* Selected excerpt
Nick Bosa is doing his best to make an uncertain offseason as normal as possible.
Forced to train at home in south Florida with his Pro Bowl brother Joey instead of his San Francisco 49ers teammates, the younger Bosa has found a routine amid the COVID-19 pandemic.
He gets up early to run at a park before the rangers show up, grabs breakfast, lifts weights at a gym his dad owns and spends about an hour a day doing virtual meetings with his position group.
“We’re not able to get out too much, so honestly my body is feeling unbelievable at this point,” Bosa said.
When he’ll be able to show that off on a football field for real remains to be seen. While the NFL tried it’s best for as normal a start to the offseason with free agency starting in March and the draft last month, what’s next remains unknown.
But with team facilities still closed, the offseason program where teams install their systems and start building chemistry is being done remotely.
Everything after that remains in flux since nobody knows for sure whether training camps will open on time this summer, whether the season will start as scheduled on Sept. 10 and whether games will be played in front of fans or empty stadiums.
“Everything is so uncertain right now that I couldn’t say whether I think we’ll be back or not because nobody really knows,” Bosa said. “It seems like everybody is planning on it. I really hope so. I want to play whatever way it is. Obviously, it has to be done the right way. Obviously, these two months a lot answers will come out and hopefully we’ll get back to work.”
Bosa is spending the offseason trying to become an even better player than he was as a rookie when the No. 2 overall draft pick helped transform San Francisco’s defense and lead the 49ers to the Super Bowl, where they fell one quarter short of beating Kansas City for the title.

* Extracted records
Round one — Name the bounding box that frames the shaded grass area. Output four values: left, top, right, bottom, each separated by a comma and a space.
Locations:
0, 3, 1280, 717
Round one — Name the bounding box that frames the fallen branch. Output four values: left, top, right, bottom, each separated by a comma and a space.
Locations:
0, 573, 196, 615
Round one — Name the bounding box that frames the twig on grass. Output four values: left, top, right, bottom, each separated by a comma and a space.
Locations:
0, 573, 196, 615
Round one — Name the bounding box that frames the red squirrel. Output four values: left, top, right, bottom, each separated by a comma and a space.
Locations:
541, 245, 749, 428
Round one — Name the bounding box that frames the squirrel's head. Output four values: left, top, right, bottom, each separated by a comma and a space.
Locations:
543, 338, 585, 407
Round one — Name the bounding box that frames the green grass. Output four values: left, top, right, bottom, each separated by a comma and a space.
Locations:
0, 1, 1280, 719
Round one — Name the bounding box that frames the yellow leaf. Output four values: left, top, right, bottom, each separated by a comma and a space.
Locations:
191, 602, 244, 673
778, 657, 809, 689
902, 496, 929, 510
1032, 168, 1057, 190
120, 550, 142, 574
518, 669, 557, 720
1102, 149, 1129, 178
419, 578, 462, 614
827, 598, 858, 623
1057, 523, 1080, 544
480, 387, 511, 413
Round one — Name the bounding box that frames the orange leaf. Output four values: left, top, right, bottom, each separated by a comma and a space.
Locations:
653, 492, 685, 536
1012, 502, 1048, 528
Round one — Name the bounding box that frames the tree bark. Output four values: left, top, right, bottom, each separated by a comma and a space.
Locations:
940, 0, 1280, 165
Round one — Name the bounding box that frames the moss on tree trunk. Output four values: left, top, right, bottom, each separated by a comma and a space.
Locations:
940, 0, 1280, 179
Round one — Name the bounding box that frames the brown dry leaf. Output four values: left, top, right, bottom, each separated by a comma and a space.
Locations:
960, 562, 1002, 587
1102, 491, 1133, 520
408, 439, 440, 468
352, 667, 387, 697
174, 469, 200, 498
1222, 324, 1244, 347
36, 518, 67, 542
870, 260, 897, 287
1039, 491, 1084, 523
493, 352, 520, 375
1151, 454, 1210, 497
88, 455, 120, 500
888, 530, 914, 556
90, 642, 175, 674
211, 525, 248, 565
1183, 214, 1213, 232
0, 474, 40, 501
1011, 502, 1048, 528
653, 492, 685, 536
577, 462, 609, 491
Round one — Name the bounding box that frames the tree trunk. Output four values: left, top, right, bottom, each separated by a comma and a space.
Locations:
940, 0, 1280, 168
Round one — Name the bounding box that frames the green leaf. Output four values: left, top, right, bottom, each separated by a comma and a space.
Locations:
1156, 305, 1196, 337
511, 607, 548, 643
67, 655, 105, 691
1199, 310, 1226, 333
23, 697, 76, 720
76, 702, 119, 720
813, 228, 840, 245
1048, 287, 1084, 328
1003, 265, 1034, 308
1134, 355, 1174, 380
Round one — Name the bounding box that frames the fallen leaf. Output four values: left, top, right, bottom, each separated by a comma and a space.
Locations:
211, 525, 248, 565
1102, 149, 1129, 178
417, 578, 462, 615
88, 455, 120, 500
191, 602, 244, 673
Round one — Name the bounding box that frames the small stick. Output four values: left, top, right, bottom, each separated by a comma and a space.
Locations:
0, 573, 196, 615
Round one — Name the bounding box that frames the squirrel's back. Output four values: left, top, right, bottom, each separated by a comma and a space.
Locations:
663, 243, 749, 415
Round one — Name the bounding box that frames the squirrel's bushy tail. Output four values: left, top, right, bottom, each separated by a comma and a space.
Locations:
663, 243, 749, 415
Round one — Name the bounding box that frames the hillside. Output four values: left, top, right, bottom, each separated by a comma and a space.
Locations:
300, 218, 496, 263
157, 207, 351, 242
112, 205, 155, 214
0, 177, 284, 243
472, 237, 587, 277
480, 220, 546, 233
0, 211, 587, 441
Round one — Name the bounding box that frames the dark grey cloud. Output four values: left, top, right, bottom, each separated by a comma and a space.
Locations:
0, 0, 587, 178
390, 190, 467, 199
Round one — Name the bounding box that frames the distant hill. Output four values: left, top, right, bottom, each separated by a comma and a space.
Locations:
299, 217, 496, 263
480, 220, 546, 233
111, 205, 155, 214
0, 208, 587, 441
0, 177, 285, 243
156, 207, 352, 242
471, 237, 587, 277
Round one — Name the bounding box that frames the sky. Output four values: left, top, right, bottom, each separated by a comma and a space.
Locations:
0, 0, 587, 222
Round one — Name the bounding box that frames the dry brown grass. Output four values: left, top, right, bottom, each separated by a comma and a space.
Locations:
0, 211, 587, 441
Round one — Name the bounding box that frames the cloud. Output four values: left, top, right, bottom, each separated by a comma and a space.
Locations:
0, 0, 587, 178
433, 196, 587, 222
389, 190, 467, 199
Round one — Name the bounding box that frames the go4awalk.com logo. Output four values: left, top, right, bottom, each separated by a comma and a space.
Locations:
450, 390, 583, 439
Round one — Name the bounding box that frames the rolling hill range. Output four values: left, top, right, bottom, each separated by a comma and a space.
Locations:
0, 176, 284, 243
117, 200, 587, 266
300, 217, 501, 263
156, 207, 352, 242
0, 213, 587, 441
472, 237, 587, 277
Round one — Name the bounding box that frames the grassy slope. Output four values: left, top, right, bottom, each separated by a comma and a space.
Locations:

* Using the information
A) List each activity in Bosa's daily routine at home, as given in the article on Nick Bosa's offseason.
B) Carry on the article on Nick Bosa's offseason from the point where it stops.
The rows are separate from the article on Nick Bosa's offseason and are not part of it.

* Responses per task
A)
- Running at a park early, before the rangers show up
- Grabbing breakfast
- Lifting weights at a gym his dad owns
- Doing virtual meetings with his position group for about an hour a day

B)
Bosa’s nine sacks were the fourth most ever for a 49ers rookie, and he ranked third in the NFL with 68 quarterback pressures, according to SportsInfo Solutions, trailing only Cameron Jordan and Danielle Hunter.
He won the AP Defensive Rookie of the Year award and was one of the most dominant players on the field in the Super Bowl, when the 49ers blew a 10-point lead in the fourth quarter and lost 31-20 to Patrick Mahomes and the Chiefs.
“Just like any loss, it stings for a while and then you eventually get over it and realize that life goes on and you don’t get another crack at it,” he said. “When it’s that close, it makes it even harder.”
Bosa expects more out of himself this season, saying he will try not to “waste” as many pass rushing opportunities as he did last season and eliminate some of the “silly mistakes” typical for a rookie.
He will also have more responsibility on his plate with the trade of star defensive tackle DeForest Buckner, who was the leader on the defensive line by making the third-down calls on the field and setting the tone with his relentless effort.
Buckner was one of three key veterans who are gone along with left tackle Joe Staley and receiver Emmanuel Sanders. But most of the core of the team is back for another run at a title, counting on even more from last year’s productive rookie class led by Bosa, receiver Deebo Samuel and linebacker Dre Greenlaw.
“We’re not just deer in headlights anymore,” Bosa said. “We know the routine, we know how an NFL season works. Now we can really just take the next step and work on honing our game and studying our opponents now that we’ve played them once.”